··· SOURCE RECORDS
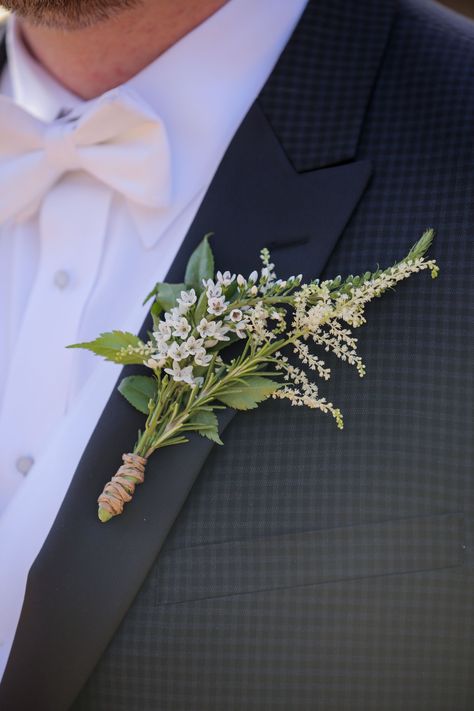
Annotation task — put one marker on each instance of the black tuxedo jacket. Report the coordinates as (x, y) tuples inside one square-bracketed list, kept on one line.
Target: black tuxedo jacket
[(300, 567)]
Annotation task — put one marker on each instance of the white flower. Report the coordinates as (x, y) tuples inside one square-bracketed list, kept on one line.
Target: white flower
[(155, 362), (162, 348), (202, 358), (213, 290), (188, 298), (236, 315), (217, 305), (181, 327), (193, 344), (163, 332), (241, 328), (172, 317), (178, 352), (225, 279), (213, 329), (181, 375)]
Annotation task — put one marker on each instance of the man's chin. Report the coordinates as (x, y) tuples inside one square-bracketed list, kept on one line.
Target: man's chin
[(68, 15)]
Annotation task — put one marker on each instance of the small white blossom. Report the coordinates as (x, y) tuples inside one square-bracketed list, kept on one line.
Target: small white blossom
[(236, 315), (213, 329), (225, 279), (155, 362), (181, 375), (163, 332), (188, 298), (193, 344), (202, 358), (178, 352), (217, 305), (213, 291)]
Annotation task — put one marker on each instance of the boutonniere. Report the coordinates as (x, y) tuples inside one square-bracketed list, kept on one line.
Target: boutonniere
[(224, 340)]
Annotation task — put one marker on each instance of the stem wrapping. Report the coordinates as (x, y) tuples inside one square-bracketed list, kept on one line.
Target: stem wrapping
[(119, 490)]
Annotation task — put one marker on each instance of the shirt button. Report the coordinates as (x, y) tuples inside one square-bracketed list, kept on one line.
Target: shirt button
[(24, 464), (61, 279)]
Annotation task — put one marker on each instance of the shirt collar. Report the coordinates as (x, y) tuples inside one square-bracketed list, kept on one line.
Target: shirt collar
[(201, 87)]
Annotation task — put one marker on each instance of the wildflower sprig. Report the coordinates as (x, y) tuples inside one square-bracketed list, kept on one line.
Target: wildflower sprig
[(277, 328)]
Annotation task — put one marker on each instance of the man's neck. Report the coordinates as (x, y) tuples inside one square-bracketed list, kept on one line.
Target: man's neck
[(95, 59)]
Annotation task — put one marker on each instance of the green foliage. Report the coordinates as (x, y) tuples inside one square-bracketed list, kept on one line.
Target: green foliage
[(165, 296), (139, 390), (115, 346), (200, 266), (247, 393), (205, 423), (420, 248)]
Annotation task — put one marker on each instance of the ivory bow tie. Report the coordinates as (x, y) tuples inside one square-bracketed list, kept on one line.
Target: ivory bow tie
[(117, 139)]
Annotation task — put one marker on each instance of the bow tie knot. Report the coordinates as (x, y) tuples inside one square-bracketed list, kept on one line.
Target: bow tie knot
[(118, 139), (60, 147)]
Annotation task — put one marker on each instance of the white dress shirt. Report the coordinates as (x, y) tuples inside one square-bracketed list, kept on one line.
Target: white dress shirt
[(60, 283)]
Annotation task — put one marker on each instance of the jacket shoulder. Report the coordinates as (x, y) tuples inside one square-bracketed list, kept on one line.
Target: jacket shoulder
[(440, 32)]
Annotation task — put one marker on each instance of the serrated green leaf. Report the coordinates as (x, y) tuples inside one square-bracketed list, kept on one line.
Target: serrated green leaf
[(113, 346), (138, 390), (206, 424), (166, 296), (200, 266), (246, 394)]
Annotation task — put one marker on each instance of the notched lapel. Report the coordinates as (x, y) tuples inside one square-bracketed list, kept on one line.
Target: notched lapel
[(87, 574)]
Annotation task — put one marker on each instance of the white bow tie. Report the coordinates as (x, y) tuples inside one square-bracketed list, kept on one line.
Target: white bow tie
[(117, 139)]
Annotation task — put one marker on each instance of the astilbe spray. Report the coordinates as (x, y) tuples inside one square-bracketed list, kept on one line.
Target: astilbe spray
[(196, 321)]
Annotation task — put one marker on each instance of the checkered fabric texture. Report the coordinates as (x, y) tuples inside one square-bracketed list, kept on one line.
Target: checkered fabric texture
[(313, 569)]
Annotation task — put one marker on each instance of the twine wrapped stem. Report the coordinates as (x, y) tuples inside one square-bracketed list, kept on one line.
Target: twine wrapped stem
[(119, 490)]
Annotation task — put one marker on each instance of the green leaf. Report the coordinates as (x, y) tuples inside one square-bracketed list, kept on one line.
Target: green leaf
[(138, 390), (166, 296), (245, 395), (200, 266), (113, 346), (206, 424)]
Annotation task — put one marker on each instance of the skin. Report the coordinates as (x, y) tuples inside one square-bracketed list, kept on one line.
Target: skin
[(91, 46)]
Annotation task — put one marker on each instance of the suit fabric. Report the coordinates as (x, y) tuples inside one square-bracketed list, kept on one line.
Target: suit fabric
[(300, 567)]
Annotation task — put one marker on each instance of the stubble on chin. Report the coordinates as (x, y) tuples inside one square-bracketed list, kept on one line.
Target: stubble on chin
[(68, 14)]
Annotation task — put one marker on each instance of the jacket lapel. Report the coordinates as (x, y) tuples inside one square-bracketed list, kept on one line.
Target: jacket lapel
[(87, 574)]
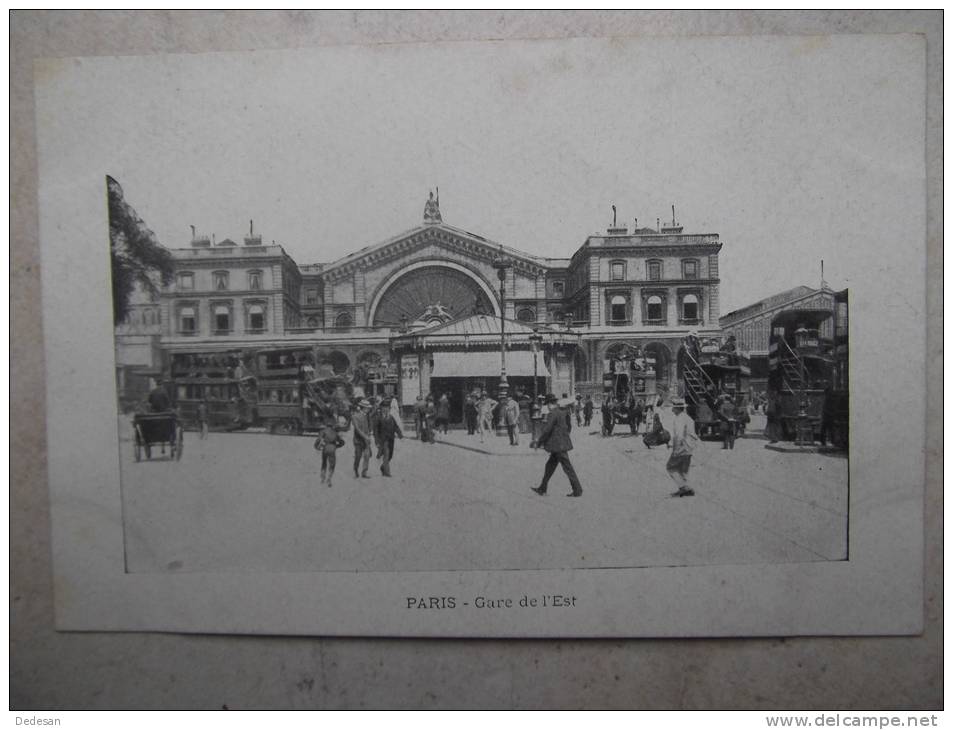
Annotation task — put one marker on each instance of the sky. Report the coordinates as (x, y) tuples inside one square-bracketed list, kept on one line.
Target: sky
[(793, 150)]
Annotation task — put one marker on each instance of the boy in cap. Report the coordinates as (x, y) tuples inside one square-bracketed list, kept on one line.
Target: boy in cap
[(362, 438), (683, 444), (328, 443)]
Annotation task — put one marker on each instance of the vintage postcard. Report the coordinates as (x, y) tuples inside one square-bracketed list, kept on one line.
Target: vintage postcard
[(615, 337)]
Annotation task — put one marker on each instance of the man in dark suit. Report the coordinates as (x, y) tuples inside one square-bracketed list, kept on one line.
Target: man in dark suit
[(386, 429), (555, 439), (360, 421)]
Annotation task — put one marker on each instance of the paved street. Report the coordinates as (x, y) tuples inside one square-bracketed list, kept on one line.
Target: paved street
[(252, 501)]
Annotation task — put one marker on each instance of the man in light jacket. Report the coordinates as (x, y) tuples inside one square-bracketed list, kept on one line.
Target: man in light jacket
[(683, 444)]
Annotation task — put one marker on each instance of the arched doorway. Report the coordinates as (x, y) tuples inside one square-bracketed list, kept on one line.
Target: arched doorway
[(659, 358), (335, 360)]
······
#### [EXERCISE INSTRUCTIONS]
Return the stored entries above line for line, without any change, and omit the pictures.

#### [COMPLETED TASK]
Annotation task — put one marker on each instance of the black tuxedo jacket. Report the coordinates as (x, y) tuples inside one square-bracketed list, kept on one line.
Target: black tuxedo jacket
[(300, 567)]
Annotation task — put one marker on each instance of the white flower. Report the coordinates as (x, y) tuples inside one square-bracketed list, kept on one line.
Target: white flower
[(155, 362), (162, 348), (202, 358), (213, 290), (188, 298), (236, 315), (217, 305), (181, 327), (193, 344), (163, 332), (241, 328), (172, 317), (178, 352), (225, 279), (213, 329), (181, 375)]
Annotation task — put one marker on each instance of the man's chin. Report the coordinates as (x, y) tuples inside one square-bracketed list, kept on one line.
Target: man's chin
[(68, 15)]
Annotation task — put one marker on each instance of the small white blossom. Report the coordinates as (x, y) tuples inside one square-bracketed list, kept on one line.
Target: small white blossom
[(236, 315), (213, 329), (225, 279), (155, 362), (181, 375), (163, 332), (188, 298), (193, 344), (202, 358), (178, 352), (217, 305), (213, 291)]
Annotation task — put one marker on each instance of the boutonniere. Report the coordinates as (x, y) tuples inside one square-bracketed list, kept on one line.
Target: boutonniere
[(224, 340)]
Annotation task — put one marker on each instance of the stem wrapping. Report the coordinates as (x, y) tuples inside one square-bracketed list, kept on one line.
Target: stem wrapping
[(119, 490)]
Annotation task — put one marker on each instance of the shirt button. Report the coordinates as (x, y) tuples inside one square-bracketed list, kept on one line.
Target: shirt button
[(24, 464), (61, 279)]
Annotation task — put one marker on each instance of the shirt collar. Report the coordinates as (x, y) tuples inside one square-bracketed list, kept on one line.
Target: shirt collar
[(201, 87)]
Annotation task — put one marker on each instance of the wildflower sprig. Report the coordinates as (x, y) tuples inside one square-bracketed list, kept on one line.
Target: wildflower sprig
[(277, 328)]
Annotation task — put one marker on each instance of the man's neck. Report the coordinates as (x, y) tuples inside one square-bracketed list, kept on one line.
Target: man's neck
[(95, 59)]
Annotation task — put one marker on each instance of the green foliage. Report the coordinates as (x, y) tuples inside one square-bracketed list, kept on one line.
Target: green foliage
[(165, 296), (139, 390), (115, 346), (200, 266), (247, 393), (205, 423), (420, 248)]
Annotation task — put one marker on each instance of the ivory bow tie. Report the coordinates as (x, y) tuples inside one square-bracketed list, kept on one line.
Target: ivory bow tie
[(117, 139)]
Annotation task — put one marker on each instance of the bow tie knot. Report the coordinates as (x, y) tuples inside one square-bracketed list, kept on one line.
Target: bow tie knot
[(118, 139), (60, 147)]
Annotation task — put one marker on each instance of the white dress shirt. Report the coordinates as (x, y) tuples inside one square-bracketed list, kept on one line.
Target: white dress shirt
[(60, 283)]
Annotation task — put one marker on each instance of the jacket shoulder. Report the coordinates as (x, y) tuples inside one square-bracketed list, kept on one line.
Target: jacket shoulder
[(440, 32)]
Annotation task — put one marker on each instance of the serrated green leaf. Report the coordinates as (x, y) tuples inside one square-bracketed list, kept on one line.
Target: serrated green leaf
[(113, 346), (138, 390), (206, 424), (166, 296), (200, 266), (246, 394)]
Annotation task — put one marker on each instance of the notched lapel. Report the coordinates as (x, y) tuples inside one square-bracketed list, kept on one line.
Target: notched lapel
[(87, 574)]
Annotation task — put one marker on each instance of the white bow tie. Report the coordinates as (x, y) tuples inside one square-bracketed list, kept on one line.
Target: white bow tie
[(117, 139)]
Annotation task — put one marker on each instance of the astilbe spray. Report the coordinates as (x, y) tuples inside one square-bracketed list, kept on one line.
Target: astilbe spray
[(196, 321)]
Annotation task — put one marker on each instance of the checkered fabric texture. Report the coordinates as (x, y) tuples inside one square-bracketed list, kept on one line.
Target: checkered fabric texture
[(313, 569)]
Annotation task — put one marker on each instance of the twine wrapped stem. Report the coordinates as (x, y) tuples inside one square-bracketed list, kept on one line.
Target: twine wrapped stem
[(119, 490)]
Annotation task — put one marker on each instance of the green leaf. Report the coordinates as (x, y) tuples inside one square-bracketed list, kept on one line.
Target: green leaf
[(138, 390), (166, 296), (245, 395), (200, 266), (113, 346), (206, 424)]
Annotation task — put one marker on each instance of the skin. Report the coordinates as (x, y) tuples inside one square-bracketed list, kept on one line.
Target: skin
[(91, 46)]
Annotation task — put one marker on each instance of the suit fabric. Report the coordinates as (x, y) tuples inside one square-bracketed list, kept on one line.
Target: suit fabric
[(300, 567)]
Annotation task — put one marker on each instance of the stubble on chin. Report the coordinates as (x, y) tuples inside one square-bracketed list, kept on one line.
Target: stubble on chin
[(68, 14)]
Annotation task — put one marker on each instance of the jacket lapel. Report the coordinates as (x, y) tuples inside one square-bracketed list, kept on one line.
Target: jacket lapel
[(87, 574)]
Annotation task — put one marker on each instance of the sky. Report the coordinates as (x, y) tuples inside one square-bracketed list, kept on one line.
Target: sky
[(793, 150)]
Annotation task — put one marker on each instance of the boy in cap. Report the coordinates as (x, y) tuples inside one square-bracketed list, kept on one line.
Target: boy in cap
[(362, 438), (683, 444), (328, 443)]
Annotation task — put one marker on each instance of the vintage postcard. Report the coordinates as (x, y) tuples inside one square-bracketed list, kept on one line.
Target: vintage postcard
[(615, 337)]
Annotation task — put one marker on each instance of the man in dark suit. Report the coordinates as (x, y) tuples inside one square-bracketed list, kept on one line.
Target: man in dark suit
[(386, 429), (555, 439), (360, 421)]
Annotation task — put one marker on each instance of the paved street. Report the coordinates as (x, y) tuples inside one square-bracketed list, kept on one line.
Target: paved street
[(252, 501)]
Annotation task — put one marker on each instance of the man in light jacket. Report the coordinates as (x, y) tuples inside one square-bracketed list, kept on one line.
Target: man in light jacket
[(683, 444)]
Annotation task — put one marker on each instance of the arched doorway. Report the coordinates as (x, y) tuples inside one square-bracketed list, kept on one line.
Target: arched doorway
[(659, 358), (335, 360)]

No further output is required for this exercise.